Show, unchanged, each line in the records below that contains the word "black".

-- START DATA IN THIS EXERCISE --

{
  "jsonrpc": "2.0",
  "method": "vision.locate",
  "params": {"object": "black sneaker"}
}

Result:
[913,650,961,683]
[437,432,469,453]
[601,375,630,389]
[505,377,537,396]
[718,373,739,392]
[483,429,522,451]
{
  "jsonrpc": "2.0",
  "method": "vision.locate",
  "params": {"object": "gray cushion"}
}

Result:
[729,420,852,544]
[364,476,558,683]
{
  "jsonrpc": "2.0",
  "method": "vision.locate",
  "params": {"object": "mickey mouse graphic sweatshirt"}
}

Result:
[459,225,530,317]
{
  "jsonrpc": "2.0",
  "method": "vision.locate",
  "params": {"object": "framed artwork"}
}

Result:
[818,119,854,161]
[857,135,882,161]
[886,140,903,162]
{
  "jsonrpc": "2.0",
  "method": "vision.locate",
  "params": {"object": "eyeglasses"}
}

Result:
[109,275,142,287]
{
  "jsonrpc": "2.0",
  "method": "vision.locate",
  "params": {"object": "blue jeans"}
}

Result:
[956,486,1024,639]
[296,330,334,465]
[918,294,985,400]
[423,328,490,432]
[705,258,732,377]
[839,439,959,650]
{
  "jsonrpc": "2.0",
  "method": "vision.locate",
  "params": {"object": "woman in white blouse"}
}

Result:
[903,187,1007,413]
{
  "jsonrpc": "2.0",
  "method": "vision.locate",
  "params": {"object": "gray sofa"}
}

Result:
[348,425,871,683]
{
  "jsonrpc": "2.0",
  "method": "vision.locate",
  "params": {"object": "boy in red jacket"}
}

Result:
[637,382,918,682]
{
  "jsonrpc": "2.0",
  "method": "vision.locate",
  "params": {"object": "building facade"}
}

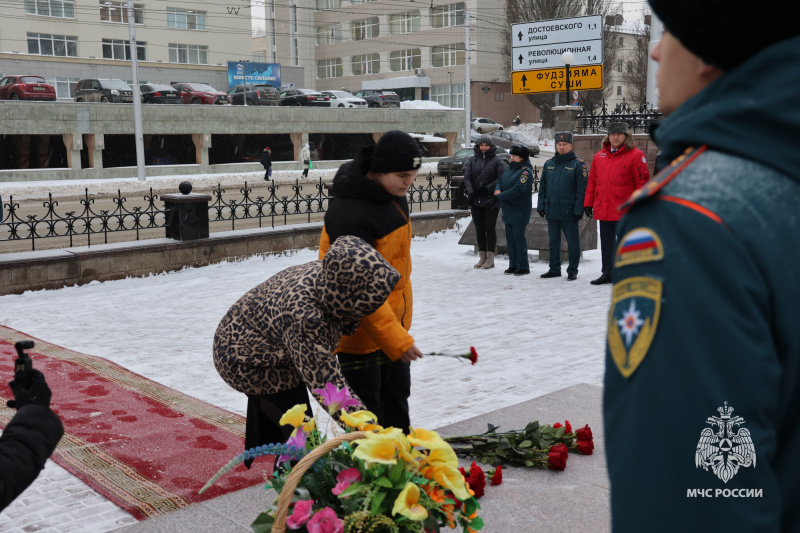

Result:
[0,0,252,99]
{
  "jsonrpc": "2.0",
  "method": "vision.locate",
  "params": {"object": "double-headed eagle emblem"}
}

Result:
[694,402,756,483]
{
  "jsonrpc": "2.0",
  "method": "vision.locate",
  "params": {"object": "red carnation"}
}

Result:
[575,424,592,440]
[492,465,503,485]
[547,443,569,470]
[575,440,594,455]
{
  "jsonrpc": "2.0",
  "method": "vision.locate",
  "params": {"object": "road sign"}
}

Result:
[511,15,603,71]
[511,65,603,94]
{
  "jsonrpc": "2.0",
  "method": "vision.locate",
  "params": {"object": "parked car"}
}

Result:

-- END DATA IN THIS EXERCISE --
-- START DATA IN THIS EXERCISE --

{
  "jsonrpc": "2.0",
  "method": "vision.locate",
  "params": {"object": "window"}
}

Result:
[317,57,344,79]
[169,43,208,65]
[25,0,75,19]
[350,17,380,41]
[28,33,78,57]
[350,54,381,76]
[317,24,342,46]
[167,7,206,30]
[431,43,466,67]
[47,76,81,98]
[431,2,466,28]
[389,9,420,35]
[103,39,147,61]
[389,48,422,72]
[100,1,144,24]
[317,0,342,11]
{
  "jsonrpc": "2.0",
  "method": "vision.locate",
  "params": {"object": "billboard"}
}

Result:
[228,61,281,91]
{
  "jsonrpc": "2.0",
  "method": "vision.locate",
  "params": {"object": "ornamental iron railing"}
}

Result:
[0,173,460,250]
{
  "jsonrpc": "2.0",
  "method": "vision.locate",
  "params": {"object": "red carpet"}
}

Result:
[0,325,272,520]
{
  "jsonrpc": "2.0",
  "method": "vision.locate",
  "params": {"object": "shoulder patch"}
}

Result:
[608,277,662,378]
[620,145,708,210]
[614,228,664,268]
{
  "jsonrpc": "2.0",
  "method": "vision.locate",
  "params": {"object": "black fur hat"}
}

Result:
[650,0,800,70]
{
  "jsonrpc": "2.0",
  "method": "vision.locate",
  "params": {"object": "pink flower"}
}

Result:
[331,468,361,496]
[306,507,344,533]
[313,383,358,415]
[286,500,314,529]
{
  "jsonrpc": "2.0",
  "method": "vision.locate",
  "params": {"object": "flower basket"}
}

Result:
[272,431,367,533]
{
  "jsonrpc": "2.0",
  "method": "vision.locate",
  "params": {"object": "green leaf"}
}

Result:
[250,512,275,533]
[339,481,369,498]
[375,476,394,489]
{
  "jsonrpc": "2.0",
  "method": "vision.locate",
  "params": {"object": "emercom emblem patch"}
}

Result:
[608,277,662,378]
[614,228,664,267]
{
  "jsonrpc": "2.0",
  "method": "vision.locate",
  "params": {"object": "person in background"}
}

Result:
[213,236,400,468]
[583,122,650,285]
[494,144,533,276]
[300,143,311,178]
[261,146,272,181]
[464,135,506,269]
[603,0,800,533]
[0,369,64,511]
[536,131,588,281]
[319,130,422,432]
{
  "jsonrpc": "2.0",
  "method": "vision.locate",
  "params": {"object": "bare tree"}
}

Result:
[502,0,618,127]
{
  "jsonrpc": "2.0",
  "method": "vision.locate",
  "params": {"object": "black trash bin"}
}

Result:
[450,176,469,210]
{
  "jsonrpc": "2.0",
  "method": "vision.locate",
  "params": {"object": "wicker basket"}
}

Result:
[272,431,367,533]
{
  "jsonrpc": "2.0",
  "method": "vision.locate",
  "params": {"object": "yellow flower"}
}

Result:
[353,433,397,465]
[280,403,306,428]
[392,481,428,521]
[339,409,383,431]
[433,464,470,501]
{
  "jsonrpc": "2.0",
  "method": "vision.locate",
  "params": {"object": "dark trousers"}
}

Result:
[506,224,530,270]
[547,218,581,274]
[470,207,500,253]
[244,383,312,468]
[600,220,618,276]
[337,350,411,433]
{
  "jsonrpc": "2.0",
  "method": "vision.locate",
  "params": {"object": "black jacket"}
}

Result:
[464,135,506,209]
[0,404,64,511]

-- END DATA IN THIS EXERCISE --

- ANSWER TO THIS TASK
  "params": {"object": "black sneaker"}
  "params": {"object": "black fur hat"}
  "params": {"object": "black trash bin"}
  "params": {"object": "black jacket"}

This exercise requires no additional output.